■ Tasks
(1) In the interview excerpt, what does the speaker call the most important influence on their work?
(2) Set down the part of the interview excerpt that opens with the words containing "How has political" and closes with "over the years?".

■ Supplied passage
◇ ◇ ◇ ◇

As an undergraduate, I was attracted to the ideals of the planned community associated with the New Deal, although as I explored the practices associated with those ideals, I became skeptical, influenced at first by conservative critics like von Hayek who argued that the rationally planned community was impossible, and later, when I worked as a junior planner on the rezoning of New York City, for the more grounded reason that these ideals were corrupted in practice by the pervasive influence of the real estate industry, especially in New York City. However, it was the 1960s! And very soon the spectacular eruption, first of the anti-war movement, and then of the Black Freedom Movement, overshadowed for me at least these preoccupations. Indeed, I think it is not an exaggeration to say that the anti-poverty wing of the Black Freedom Movement has been the most important influence on my work.
How has political sociology changed throughout the course of your career, and where do you see it heading in the future?
It has become bolder and broader. I began my work as an academic in the 1960s, and political sociology was still crippled by the constraints of cold war fears. The movement of the 1960s changed that, people began to read Marx and Gramsci and the English social historians. But it took a while for these influences to transform the field.
How would you describe your research process? How has it changed over the years?

◇ ◇ ◇ ◇

■ Raw data
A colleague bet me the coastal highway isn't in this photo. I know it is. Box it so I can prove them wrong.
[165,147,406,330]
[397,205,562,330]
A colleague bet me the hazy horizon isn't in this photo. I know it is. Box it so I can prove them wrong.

◇ ◇ ◇ ◇

■ Task results
(1) The anti-poverty wing of the Black Freedom Movement.

(2)
How has political sociology changed throughout the course of your career, and where do you see it heading in the future?
It has become bolder and broader. I began my work as an academic in the 1960s, and political sociology was still crippled by the constraints of cold war fears. The movement of the 1960s changed that, people began to read Marx and Gramsci and the English social historians. But it took a while for these influences to transform the field.
How would you describe your research process? How has it changed over the years?